Your task ▸ Can you quote, word for word, every line from the first line of the records below through the line containing "task | place one marker on every instance of the tree", and nothing else?

====== Material for this exercise ======

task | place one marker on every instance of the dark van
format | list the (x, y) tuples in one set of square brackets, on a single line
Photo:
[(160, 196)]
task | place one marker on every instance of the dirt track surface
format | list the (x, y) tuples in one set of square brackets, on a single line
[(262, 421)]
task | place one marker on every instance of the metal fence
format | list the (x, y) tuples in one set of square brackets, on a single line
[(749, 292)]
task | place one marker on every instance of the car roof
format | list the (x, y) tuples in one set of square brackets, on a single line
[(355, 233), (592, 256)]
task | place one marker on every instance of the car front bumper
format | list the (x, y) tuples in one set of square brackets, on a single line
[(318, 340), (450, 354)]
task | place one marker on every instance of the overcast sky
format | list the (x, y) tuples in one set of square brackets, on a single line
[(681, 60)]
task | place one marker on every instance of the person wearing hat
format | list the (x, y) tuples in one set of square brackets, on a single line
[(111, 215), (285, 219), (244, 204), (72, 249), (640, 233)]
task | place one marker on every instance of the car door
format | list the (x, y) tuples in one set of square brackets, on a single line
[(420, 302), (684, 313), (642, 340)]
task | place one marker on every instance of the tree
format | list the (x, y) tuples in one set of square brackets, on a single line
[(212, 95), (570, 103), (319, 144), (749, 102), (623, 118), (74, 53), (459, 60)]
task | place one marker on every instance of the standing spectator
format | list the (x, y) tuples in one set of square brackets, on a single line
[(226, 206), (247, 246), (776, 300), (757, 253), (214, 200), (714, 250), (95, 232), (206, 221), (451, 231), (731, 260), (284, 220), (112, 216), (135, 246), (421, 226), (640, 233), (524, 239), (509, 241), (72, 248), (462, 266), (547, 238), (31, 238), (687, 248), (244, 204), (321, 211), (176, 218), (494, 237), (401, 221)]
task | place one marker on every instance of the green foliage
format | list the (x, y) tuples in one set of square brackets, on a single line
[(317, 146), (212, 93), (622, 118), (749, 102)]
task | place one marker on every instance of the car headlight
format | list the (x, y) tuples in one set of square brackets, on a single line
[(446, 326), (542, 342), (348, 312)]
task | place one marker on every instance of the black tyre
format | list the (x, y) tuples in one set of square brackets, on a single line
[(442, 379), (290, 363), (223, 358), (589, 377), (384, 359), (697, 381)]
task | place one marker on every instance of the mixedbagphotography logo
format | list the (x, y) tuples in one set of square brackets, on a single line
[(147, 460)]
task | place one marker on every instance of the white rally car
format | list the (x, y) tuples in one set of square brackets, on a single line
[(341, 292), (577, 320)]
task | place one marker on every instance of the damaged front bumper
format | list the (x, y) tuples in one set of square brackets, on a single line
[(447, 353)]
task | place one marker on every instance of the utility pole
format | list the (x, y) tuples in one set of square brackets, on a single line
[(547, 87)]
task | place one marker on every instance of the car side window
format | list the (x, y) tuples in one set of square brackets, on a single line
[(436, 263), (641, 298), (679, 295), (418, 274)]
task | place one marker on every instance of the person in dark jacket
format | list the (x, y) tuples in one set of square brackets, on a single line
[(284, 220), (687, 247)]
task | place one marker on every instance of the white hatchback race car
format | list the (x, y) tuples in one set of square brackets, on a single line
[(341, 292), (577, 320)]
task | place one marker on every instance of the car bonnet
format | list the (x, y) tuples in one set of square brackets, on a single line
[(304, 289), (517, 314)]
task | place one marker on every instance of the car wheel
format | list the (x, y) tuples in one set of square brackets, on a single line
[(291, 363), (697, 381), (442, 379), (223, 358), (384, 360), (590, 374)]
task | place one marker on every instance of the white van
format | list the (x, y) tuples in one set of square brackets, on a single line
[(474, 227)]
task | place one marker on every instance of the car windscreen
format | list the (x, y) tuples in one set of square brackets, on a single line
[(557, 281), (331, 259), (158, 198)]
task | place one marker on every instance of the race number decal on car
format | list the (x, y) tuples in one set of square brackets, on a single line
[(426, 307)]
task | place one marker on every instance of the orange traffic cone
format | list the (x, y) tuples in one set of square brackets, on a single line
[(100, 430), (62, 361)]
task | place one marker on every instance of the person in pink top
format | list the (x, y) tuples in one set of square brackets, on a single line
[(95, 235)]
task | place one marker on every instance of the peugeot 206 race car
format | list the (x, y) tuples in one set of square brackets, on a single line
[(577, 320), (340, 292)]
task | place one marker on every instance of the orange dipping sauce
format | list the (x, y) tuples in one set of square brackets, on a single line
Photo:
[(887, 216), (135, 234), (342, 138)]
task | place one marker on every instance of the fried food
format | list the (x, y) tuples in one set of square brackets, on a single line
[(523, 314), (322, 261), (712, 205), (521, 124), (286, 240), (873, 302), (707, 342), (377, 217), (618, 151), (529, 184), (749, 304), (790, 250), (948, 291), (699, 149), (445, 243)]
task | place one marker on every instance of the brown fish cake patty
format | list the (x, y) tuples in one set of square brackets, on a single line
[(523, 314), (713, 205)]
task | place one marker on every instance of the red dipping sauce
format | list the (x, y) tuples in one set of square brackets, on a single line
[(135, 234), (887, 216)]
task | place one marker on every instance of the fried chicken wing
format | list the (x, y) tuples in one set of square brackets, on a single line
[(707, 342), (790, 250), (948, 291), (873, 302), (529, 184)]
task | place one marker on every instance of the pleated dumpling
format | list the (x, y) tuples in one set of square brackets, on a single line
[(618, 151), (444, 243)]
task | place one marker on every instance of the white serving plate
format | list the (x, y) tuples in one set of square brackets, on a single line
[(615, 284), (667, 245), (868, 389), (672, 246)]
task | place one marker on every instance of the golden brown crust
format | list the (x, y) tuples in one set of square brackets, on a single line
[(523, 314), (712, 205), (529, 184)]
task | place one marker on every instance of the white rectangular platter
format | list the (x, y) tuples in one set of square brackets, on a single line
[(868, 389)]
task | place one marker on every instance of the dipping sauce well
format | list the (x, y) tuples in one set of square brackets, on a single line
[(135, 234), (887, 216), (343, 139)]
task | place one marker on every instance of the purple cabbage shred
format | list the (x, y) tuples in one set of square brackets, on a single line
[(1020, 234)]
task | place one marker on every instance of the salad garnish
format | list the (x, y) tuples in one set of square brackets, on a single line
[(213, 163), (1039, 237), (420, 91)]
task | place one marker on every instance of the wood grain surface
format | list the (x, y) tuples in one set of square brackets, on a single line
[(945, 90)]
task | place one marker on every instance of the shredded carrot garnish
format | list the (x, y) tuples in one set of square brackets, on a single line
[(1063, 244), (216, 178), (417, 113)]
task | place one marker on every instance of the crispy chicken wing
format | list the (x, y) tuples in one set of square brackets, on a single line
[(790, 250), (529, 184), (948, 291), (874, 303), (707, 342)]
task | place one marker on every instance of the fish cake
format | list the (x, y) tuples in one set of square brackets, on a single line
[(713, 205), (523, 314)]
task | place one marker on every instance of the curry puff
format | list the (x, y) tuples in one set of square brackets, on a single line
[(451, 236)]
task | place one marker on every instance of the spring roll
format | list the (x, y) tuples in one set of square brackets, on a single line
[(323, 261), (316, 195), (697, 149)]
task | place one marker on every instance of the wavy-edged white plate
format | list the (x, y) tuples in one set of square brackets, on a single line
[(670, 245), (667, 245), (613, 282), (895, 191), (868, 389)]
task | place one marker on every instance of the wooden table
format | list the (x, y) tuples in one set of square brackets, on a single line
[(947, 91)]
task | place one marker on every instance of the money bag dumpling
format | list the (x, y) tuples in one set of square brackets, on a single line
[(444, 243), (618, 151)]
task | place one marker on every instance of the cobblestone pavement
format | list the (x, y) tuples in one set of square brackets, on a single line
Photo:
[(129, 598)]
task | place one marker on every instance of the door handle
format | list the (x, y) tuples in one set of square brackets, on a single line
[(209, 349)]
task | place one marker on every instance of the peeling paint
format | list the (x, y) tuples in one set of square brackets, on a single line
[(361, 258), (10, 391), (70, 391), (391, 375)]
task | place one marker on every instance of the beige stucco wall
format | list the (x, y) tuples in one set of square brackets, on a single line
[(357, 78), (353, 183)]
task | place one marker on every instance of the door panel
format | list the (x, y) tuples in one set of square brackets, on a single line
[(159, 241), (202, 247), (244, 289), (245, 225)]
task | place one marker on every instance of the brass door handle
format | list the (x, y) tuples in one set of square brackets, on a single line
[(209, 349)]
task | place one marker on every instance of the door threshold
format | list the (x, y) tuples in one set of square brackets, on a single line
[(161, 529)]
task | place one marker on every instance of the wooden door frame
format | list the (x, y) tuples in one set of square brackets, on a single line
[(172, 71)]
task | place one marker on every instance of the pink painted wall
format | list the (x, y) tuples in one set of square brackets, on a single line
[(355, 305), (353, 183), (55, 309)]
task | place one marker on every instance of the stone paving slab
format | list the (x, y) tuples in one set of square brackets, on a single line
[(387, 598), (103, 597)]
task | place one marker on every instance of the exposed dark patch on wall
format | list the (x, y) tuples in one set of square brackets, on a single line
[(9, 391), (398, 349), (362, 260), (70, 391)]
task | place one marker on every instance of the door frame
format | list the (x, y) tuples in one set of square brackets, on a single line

======

Task result ▸
task | place one marker on every instance of the dark van
format | list the (x, y) tuples in one set of square brackets, on a single line
Photo:
[(160, 196)]
task | place one marker on every instance of the dirt track surface
format | list the (x, y) tuples in one set of square brackets, on a single line
[(262, 421)]
task | place one marker on every instance of the metal fence
format | list the (x, y) tuples in one set of square brackets, on a single line
[(749, 292)]
task | place one marker on every instance of the car roof
format | list the (x, y) tuples in one set of square brackets, on a single line
[(355, 233), (592, 256)]
task | place one marker on every instance of the car front bumper
format | list the (x, y) tuples in one set of square brackets, on a single line
[(318, 340), (450, 354)]
task | place one marker on every instance of the overcast sky
format | list the (x, y) tuples in one set of square brackets, on a single line
[(681, 60)]
task | place one marker on every instance of the person wearing hat
format | list the (x, y) tuples in one set of square brackets, on a single line
[(111, 215), (285, 219), (244, 204), (72, 249), (640, 233)]
task | place one marker on every instance of the car door
format | list the (x, y) tuples in one set of square brackets, on a single line
[(420, 302), (684, 313), (642, 340)]
task | place one marker on every instance of the tree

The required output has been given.